[Task input Boundary: Start]

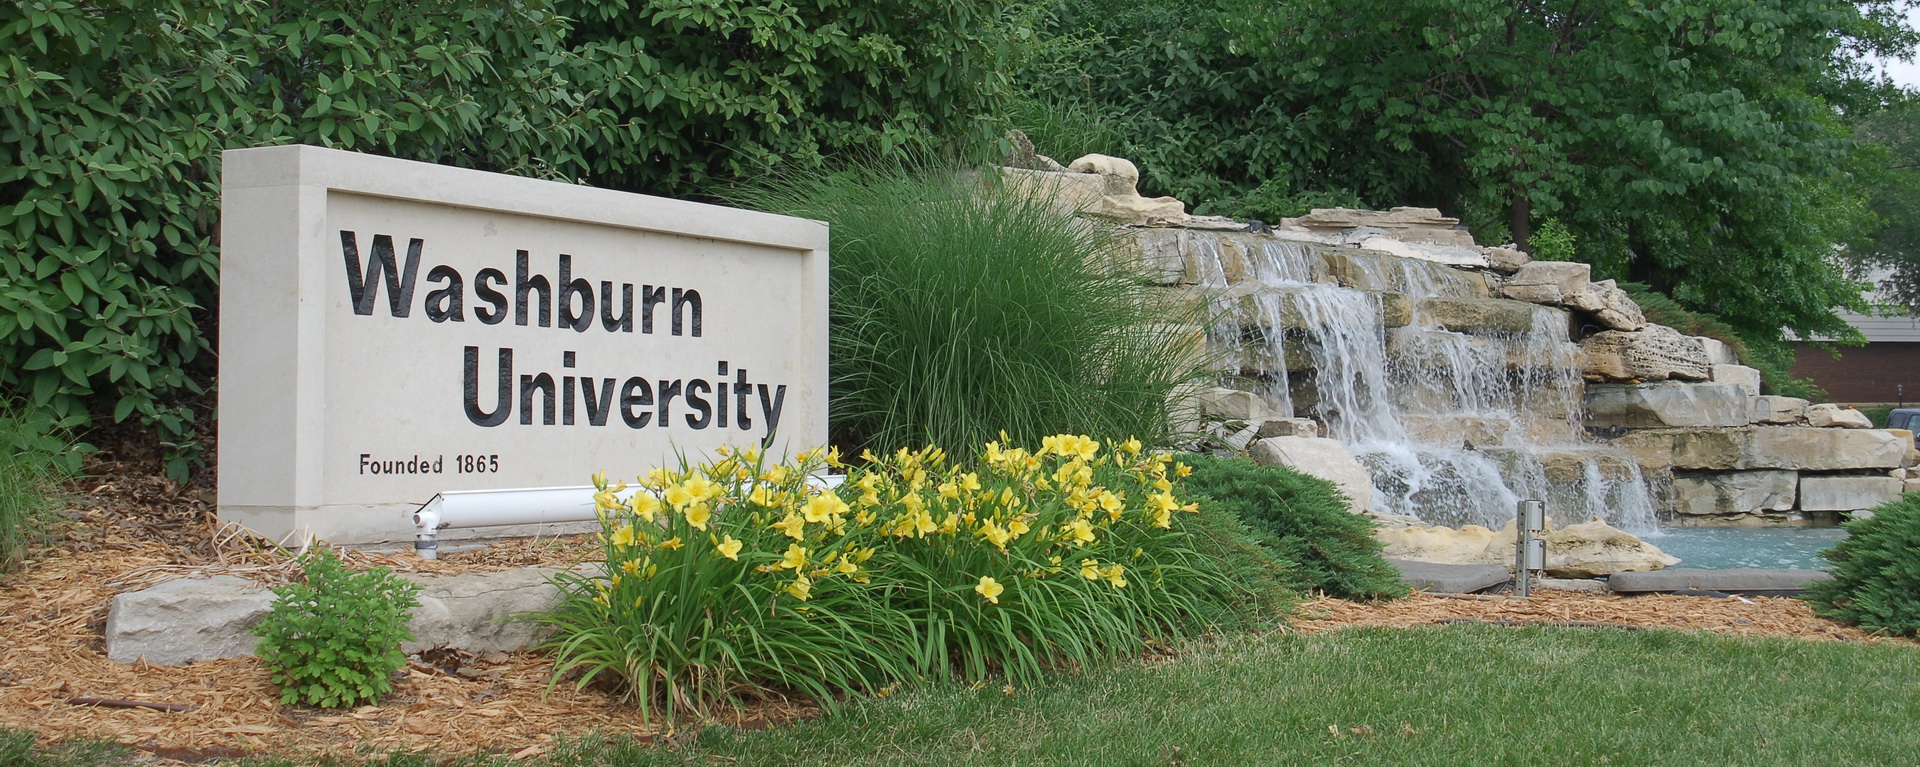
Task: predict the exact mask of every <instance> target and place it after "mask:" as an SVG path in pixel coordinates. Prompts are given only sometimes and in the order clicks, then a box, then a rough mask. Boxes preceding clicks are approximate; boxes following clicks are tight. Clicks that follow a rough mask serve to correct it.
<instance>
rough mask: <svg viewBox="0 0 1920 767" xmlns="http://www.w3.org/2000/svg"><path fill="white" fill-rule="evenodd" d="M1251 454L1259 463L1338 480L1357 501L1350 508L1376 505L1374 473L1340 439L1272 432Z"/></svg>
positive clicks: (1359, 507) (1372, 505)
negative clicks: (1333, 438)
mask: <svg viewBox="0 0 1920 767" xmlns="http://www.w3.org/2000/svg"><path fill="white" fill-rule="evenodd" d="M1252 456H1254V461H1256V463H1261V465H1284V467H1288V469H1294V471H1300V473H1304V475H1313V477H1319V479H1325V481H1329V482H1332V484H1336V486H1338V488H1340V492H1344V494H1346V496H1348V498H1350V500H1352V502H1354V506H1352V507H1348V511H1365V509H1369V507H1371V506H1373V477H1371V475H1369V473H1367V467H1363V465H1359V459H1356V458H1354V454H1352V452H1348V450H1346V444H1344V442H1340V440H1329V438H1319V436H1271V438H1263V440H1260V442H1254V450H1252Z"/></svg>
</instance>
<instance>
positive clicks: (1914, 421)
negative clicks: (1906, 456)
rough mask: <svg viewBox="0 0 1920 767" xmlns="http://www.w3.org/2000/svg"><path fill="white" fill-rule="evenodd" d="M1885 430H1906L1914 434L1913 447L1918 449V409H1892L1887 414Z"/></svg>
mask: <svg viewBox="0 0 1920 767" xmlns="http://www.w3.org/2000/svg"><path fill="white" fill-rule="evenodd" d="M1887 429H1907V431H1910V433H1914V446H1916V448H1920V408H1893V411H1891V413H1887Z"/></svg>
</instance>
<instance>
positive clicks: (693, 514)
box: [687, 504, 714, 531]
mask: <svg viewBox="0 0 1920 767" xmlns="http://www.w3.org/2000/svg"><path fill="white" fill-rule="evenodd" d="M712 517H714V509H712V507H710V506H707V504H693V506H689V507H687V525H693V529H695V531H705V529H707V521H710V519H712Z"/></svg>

[Task input Boundary: End]
[Task input Boundary: Start]

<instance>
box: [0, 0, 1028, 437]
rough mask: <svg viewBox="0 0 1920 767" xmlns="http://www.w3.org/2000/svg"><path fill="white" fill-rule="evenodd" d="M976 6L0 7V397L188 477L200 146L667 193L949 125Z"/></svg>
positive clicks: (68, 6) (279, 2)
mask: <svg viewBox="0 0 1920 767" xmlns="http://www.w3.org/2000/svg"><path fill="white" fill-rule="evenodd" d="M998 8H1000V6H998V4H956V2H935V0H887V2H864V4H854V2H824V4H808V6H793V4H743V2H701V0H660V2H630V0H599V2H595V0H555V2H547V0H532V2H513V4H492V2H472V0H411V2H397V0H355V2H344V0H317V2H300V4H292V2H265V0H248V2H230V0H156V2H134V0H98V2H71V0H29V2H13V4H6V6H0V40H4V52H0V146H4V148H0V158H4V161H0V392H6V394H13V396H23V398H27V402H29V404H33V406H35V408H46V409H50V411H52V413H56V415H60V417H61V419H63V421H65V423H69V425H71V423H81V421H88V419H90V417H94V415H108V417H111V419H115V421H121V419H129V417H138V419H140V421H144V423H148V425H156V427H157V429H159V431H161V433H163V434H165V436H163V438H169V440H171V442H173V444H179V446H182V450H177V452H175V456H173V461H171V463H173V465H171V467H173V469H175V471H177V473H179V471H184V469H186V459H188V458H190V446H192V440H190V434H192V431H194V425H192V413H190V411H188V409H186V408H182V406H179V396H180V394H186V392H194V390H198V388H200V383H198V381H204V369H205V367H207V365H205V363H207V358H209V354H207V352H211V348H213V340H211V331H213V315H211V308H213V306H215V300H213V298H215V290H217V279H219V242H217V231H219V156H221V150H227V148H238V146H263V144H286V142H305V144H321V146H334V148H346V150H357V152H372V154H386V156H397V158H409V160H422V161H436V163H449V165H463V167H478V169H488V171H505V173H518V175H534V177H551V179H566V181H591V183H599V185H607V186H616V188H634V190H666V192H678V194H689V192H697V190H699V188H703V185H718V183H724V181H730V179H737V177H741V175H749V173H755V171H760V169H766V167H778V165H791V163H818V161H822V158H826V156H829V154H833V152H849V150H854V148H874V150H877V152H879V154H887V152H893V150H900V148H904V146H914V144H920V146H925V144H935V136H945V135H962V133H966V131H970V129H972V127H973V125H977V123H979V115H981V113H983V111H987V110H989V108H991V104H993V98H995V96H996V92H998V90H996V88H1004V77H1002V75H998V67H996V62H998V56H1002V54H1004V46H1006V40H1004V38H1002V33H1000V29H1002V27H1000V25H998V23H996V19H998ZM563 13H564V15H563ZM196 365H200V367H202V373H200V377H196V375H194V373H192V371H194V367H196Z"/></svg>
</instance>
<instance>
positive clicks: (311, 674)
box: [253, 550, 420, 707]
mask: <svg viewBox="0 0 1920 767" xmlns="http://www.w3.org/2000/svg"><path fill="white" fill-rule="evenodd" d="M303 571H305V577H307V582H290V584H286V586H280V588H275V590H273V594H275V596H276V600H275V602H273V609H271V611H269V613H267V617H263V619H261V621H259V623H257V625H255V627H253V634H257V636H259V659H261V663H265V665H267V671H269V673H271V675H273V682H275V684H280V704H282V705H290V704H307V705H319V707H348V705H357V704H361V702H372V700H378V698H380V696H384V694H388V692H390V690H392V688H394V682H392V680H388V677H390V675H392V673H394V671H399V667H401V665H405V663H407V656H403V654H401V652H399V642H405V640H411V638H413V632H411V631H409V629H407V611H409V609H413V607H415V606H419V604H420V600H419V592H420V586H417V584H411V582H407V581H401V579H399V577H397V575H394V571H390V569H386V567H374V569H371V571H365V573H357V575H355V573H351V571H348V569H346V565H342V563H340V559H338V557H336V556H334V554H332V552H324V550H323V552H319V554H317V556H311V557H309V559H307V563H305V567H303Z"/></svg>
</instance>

[Task input Boundary: End]

▶ _Problem description_: Lay out the stretch of rows from the line containing "Task: predict the" through the line containing "positive clicks: (1359, 507) (1372, 505)" as a numbered list, skipping any blank lines.

▶ _Expected answer_:
1. Task: predict the exact mask of every <instance> target and place it after "mask:" as an SVG path in pixel coordinates. Prompts are given only sometimes and in the order clicks, then a box, then a rough mask. Boxes preceding clicks are approximate; boxes following clicks are tight. Clicks that follow a rough mask serve to correct it.
2. <instance>
3. rough mask: <svg viewBox="0 0 1920 767" xmlns="http://www.w3.org/2000/svg"><path fill="white" fill-rule="evenodd" d="M1251 454L1259 463L1338 480L1357 501L1350 508L1376 505L1374 473L1340 439L1272 432Z"/></svg>
4. positive clicks: (1359, 507) (1372, 505)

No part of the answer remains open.